— DIRECTIONS —
A: From the article on religious freedom in Germany, extract the text between "Religious communities enjoy" and "media consulting committees.", inclusive.
B: According to the article on religious freedom in Germany, which article of the Grundgesetz guarantees freedom of religion?
C: Condense the paragraph of the article on religious freedom in Germany that begins "The second is "Körperschaft des öffentlichen Rechts"" into a short list of its main facts.

— READING PASSAGE —
=====

Religious freedom in Germany

Religious freedom in Germany

Freedom of religion in Germany is guaranteed by article 4 of the Grundgesetz (constitution) stating that "the freedom of religion, conscience and the freedom of confessing one's religious or philosophical beliefs are inviolable. Uninfringed religious practice is guaranteed." In addition, article 3 states: "No one may be prejudiced or favored because of his gender, his descent, his race, his language, his homeland and place of origin, his faith or his religious or political views."

Historically, though, all German states (Bundesländer) are closely connected with the Roman Catholic and/or a Protestant (Lutheran and/or Reformed) confession. This has legal and cultural influences up to present times and this makes other countries or organizations sometimes doubt the actual separation between state and church or even the actual state of religious freedom in Germany.

Legal situation

The freedom of religion in the Grundgesetz means one may adopt any kind of religious or non-religious belief, practice it in private or in public, confess it or keep it for oneself. The state does not identify with any religious organization.

Religious freedom, like the other basic rights of the Grundgesetz, is limited where it collides with the core value of human dignity or with the basic rights of others, or if it is misused to fight against the basic constituency of free democracy.

Legal statutes for religious groups

A religious group in Germany can be formed under all legal statutes:
* It can be organised as a company under Corporate law. Tax regulations and company duties and responsibilities are often seen as disadvantages
* A Verein (Voluntary association) can be formed by anybody. Registration "eingetragener Verein" abbreviated e.V. gives the advantage of legally function as a corporate body (juristic person) rather than just a group of individuals. It can by used by any secular or religious group.

Also this is totally legal and there are no restrictions in any actions, two other types of organization are often preferred:
* The most general is "gemeinnützige Organisation" not-for-profit corporations, which can be a company or registered association. This status requires not only limitation to non-commercial activities but like American Non-profit organizations, it is limited to those whose primary objective is to support an issue or matter of private interest or public concern for non-commercial purposes, without concern for monetary profit. Like many other countries, nonprofits may apply for tax exempt status, so that the organization itself may be exempt from income tax and other taxes, and (in some cases) so that financial donors may claim back any income tax paid on donations, or deduct from their own tax liability the amount of the donation.

:There are some discussions about this issue because of restrictions to get the status of a tax-free organization. This includes the organization of Scientology, which is considered as "an organization pursuing commercial interests". Advantages of profit-organizations are no restrictions which non-profit organizations must fulfill, disadvantages are tax on profit and donations. Always a non-profit organization is:

Körperschaft des öffentlichen Rechts

The second is "Körperschaft des öffentlichen Rechts" ("corporate body under public law"), which has to be specifically granted to religious groups. Since the states are competent for granting this status, some smaller communities may have this status in one state, while they maintain a different status in another. The status has a string of benefits attached. Religious communities which are organized under public law have the right to collect contributions according to laws which are quite similar to general tax laws.

Religious communities enjoy further special advantages regarding building and tax regulations, may teach religion as a regular class in state schools, and are represented in the media consulting committees.

=====

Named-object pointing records
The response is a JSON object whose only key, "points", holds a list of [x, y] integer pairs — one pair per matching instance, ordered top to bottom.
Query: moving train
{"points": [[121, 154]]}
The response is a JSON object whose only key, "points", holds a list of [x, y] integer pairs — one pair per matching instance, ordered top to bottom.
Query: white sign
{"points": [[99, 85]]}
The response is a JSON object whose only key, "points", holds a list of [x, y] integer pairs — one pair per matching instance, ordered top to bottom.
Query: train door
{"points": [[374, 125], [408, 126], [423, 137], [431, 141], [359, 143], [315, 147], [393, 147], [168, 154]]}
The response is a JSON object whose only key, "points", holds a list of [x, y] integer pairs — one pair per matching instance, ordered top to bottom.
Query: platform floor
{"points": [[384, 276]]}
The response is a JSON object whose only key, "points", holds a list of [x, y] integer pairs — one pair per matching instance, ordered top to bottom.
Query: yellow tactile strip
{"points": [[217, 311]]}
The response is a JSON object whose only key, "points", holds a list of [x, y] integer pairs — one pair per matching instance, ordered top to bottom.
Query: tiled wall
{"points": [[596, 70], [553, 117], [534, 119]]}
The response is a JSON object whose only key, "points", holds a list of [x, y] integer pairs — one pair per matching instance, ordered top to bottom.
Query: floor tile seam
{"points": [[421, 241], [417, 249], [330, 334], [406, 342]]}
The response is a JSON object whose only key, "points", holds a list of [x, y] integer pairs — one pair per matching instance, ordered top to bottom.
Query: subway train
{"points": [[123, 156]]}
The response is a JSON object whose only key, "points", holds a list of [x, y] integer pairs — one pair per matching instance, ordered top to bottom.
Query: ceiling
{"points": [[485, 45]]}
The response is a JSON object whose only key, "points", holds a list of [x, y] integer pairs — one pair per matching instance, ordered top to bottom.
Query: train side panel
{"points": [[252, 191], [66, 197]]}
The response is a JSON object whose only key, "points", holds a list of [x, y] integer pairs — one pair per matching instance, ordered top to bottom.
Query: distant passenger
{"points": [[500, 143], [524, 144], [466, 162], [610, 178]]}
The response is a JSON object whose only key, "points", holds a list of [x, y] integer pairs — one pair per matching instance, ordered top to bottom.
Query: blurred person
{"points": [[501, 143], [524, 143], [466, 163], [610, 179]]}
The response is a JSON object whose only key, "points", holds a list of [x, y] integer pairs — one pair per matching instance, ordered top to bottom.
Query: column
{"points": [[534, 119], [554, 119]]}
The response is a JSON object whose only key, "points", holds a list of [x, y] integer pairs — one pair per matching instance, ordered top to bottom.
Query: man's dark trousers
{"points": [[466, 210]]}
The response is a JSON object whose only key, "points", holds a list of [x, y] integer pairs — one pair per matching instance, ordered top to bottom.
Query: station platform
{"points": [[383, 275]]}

=====

— SOLUTIONS BY TASK —
A:
Religious communities enjoy further special advantages regarding building and tax regulations, may teach religion as a regular class in state schools, and are represented in the media consulting committees.

B: Article 4.

C:
- "Körperschaft des öffentlichen Rechts" means "corporate body under public law," and religious groups must be specifically granted this status.
- The states grant it, so some smaller communities hold this status in one state and a different status in another.
- The status carries a string of benefits.
- Religious communities organized under public law may collect contributions under laws quite similar to general tax laws.